Stated task: Reproduce verbatim every line from the one that includes "trunk shown in this photo?" to the closing line of the entries; omit everything before it.

── Items

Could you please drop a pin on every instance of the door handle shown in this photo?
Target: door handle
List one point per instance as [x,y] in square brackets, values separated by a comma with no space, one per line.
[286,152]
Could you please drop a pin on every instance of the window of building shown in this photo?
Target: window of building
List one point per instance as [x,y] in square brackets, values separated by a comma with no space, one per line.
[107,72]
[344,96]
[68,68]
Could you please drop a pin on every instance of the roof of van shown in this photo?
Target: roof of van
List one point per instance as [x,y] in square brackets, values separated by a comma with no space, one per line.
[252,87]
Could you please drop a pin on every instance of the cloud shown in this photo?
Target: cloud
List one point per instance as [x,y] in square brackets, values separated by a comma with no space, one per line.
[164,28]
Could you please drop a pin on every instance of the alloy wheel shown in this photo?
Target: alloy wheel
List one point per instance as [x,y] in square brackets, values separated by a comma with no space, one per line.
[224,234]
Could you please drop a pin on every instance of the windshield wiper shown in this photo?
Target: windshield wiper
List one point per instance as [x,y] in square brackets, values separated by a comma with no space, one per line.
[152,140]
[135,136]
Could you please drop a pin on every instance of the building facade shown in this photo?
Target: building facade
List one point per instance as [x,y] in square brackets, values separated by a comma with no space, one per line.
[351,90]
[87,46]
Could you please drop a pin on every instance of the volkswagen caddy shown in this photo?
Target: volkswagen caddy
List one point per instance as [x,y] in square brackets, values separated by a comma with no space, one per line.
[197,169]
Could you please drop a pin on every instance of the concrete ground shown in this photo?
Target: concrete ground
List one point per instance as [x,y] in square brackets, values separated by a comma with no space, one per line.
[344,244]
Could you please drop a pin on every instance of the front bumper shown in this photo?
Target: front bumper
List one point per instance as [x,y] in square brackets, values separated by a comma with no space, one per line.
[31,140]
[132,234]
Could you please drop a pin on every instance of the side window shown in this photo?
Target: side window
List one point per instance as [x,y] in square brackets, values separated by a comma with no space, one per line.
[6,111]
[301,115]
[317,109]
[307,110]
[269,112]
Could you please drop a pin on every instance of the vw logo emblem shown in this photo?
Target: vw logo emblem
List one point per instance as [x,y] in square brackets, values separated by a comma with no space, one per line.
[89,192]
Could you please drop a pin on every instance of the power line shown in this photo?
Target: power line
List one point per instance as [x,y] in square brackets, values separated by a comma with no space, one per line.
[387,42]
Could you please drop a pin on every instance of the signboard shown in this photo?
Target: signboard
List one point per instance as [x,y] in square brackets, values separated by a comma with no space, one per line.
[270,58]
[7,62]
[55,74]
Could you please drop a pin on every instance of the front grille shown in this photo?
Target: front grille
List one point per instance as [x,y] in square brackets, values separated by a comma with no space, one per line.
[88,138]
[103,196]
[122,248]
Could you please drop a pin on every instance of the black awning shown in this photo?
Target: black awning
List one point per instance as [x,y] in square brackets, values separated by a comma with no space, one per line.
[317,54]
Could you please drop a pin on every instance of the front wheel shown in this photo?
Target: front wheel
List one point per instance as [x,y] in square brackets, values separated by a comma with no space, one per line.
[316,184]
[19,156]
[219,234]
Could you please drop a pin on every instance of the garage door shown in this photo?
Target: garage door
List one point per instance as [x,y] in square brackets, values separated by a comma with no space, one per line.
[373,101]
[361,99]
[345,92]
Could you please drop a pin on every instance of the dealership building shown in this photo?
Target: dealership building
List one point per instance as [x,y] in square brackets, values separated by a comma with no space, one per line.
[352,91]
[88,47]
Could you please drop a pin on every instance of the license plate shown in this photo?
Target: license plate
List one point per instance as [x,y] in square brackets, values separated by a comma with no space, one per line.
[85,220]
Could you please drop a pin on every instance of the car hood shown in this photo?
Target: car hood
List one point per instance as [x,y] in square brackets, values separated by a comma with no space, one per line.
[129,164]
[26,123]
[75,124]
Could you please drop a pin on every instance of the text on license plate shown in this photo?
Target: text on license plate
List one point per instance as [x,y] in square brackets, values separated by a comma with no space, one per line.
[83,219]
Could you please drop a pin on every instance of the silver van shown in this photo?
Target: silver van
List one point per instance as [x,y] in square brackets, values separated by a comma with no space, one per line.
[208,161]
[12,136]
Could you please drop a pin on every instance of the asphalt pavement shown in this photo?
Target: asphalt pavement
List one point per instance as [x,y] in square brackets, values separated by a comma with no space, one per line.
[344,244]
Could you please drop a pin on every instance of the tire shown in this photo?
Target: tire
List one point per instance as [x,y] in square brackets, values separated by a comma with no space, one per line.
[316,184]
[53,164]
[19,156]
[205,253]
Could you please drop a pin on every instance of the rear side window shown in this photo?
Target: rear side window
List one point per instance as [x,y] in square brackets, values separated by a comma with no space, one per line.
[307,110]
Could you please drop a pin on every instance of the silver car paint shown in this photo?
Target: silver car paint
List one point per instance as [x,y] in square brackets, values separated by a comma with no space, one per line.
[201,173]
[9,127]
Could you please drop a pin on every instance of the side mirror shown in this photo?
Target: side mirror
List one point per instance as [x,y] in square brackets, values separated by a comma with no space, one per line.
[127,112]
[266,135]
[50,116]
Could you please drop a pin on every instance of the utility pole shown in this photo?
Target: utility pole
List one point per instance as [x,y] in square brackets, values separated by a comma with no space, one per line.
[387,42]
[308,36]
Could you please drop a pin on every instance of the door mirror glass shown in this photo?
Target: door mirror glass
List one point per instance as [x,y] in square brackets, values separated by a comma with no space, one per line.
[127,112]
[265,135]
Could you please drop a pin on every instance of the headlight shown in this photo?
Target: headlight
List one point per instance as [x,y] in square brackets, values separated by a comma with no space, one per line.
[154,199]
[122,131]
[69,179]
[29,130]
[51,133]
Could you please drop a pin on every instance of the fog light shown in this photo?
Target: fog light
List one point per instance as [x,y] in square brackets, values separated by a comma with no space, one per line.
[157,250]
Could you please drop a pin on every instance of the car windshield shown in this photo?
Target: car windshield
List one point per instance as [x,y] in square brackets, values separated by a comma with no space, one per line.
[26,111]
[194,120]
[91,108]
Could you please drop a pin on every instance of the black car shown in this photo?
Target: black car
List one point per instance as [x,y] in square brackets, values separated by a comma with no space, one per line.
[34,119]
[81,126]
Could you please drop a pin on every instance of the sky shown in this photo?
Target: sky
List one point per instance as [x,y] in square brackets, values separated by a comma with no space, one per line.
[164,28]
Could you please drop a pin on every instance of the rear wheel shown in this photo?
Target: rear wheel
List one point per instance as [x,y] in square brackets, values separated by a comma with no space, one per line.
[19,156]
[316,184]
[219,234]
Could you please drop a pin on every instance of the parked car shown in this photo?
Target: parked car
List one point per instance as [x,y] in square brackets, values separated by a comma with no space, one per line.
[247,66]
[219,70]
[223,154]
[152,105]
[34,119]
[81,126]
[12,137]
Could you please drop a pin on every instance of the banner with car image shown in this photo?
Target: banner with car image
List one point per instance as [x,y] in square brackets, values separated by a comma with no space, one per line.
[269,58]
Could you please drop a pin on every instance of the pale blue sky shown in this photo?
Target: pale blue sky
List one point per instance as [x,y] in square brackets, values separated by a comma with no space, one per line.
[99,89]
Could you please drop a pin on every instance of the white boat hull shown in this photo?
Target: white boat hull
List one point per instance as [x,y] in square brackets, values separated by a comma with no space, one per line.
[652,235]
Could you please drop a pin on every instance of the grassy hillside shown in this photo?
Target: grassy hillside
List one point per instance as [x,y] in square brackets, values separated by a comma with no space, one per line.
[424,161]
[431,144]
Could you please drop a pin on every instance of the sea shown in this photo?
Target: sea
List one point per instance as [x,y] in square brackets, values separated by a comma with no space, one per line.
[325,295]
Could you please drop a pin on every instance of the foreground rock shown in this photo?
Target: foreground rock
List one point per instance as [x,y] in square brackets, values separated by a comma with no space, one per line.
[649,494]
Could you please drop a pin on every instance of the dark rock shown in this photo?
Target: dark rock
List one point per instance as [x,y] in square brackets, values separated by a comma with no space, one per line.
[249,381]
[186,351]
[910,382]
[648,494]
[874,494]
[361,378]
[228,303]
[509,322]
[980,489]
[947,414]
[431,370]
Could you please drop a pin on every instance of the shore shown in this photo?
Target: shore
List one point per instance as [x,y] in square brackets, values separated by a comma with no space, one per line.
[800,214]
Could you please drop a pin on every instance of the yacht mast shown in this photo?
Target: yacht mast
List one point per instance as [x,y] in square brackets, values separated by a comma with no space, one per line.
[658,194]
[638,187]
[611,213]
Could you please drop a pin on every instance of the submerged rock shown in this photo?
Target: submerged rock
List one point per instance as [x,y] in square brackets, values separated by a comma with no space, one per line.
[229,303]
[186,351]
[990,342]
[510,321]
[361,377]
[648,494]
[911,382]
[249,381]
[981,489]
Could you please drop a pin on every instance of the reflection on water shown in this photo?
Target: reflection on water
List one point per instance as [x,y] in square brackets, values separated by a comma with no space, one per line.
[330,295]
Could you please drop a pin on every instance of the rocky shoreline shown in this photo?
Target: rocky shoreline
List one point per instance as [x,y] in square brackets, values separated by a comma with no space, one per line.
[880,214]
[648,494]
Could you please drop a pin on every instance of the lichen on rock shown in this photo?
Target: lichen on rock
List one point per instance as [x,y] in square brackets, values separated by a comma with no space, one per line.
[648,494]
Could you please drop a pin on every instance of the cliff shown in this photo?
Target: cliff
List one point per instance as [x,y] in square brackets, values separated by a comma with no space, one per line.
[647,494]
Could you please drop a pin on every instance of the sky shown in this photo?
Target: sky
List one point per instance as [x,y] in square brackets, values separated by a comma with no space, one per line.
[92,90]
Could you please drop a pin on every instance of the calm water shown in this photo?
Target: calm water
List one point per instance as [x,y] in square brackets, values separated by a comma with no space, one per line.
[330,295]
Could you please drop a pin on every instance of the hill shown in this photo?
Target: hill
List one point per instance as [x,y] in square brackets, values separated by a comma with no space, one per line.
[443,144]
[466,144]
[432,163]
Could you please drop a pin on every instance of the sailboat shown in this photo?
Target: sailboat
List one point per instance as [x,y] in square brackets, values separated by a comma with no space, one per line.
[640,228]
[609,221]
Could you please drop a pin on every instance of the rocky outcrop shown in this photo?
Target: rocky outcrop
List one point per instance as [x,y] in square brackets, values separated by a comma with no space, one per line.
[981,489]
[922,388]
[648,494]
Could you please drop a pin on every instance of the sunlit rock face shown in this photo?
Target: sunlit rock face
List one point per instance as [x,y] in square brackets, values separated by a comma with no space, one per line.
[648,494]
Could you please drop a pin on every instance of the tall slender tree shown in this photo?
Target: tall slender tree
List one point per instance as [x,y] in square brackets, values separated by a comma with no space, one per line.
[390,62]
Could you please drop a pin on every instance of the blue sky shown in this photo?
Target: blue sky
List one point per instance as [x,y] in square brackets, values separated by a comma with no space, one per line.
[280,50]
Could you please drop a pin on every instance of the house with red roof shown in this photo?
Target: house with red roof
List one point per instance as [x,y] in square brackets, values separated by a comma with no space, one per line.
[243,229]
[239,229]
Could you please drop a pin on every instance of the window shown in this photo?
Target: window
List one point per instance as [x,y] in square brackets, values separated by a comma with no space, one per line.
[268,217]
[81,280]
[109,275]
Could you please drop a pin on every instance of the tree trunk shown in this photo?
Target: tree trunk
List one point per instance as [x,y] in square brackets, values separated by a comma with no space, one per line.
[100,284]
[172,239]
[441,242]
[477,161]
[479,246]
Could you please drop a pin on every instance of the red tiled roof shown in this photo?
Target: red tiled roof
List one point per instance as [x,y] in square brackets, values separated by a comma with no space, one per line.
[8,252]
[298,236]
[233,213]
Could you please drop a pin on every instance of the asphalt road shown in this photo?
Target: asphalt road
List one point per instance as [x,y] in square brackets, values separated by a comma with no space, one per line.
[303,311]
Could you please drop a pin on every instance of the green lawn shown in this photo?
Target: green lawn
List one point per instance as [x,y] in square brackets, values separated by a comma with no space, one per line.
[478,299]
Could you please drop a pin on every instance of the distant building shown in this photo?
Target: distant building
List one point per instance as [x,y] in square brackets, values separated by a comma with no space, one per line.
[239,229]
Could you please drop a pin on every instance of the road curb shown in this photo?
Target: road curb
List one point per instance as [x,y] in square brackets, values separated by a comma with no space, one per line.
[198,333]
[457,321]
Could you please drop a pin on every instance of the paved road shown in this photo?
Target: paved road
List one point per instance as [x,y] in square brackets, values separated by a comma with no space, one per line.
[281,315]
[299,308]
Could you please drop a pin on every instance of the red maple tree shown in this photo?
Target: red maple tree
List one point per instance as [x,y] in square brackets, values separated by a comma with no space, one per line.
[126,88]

────

Answer to the task:
Could you please drop a pin on every instance of the tree trunk shown in this photo?
Target: tree trunk
List one point per instance as [x,y] in square brackets, values separated by a comma with no space, one per line.
[100,284]
[172,239]
[441,242]
[477,161]
[479,246]
Could you please drop a pin on every instance of the red tiled roof shown in this photo?
Target: red tiled roof
List one point per instance as [x,y] in square brackets, values separated by a comma with no space, one per line.
[8,252]
[298,236]
[233,213]
Could you please drop a pin on every instance of the asphalt road shown in this photo?
Target: asphalt road
List one point per instance as [x,y] in square brackets, values separated by a comma with no space, one per line.
[303,311]
Could you please drop a pin on every instance of the green lawn shown in this photo?
Target: green lawn
List one point per instance as [x,y] in square brackets, values separated by a comma with no space, one per line.
[478,299]
Could you please drop a pin on every instance of the distant building shown in this photo?
Target: distant building
List one point per instance as [x,y] in square brackets, values separated by a comma with no space, one per line.
[239,229]
Could you please drop a pin on every instance of the road curb shown in this photo?
Target: road curb
List one point per instance as [x,y] in square brackets, values separated by a comma with no space, one per line.
[198,333]
[457,321]
Could you please drop a pin on every instance of the paved road shown in this photo?
Target: paved road
List one point per instance as [x,y] in square brackets, values separated by a comma with no space, one per line.
[281,315]
[299,308]
Could you please drop a pin on every instance of the red maple tree shown in this photo?
Target: red maple tree
List one point per instance as [x,y] in square brackets, values separated by a comma with no space, one per line.
[126,88]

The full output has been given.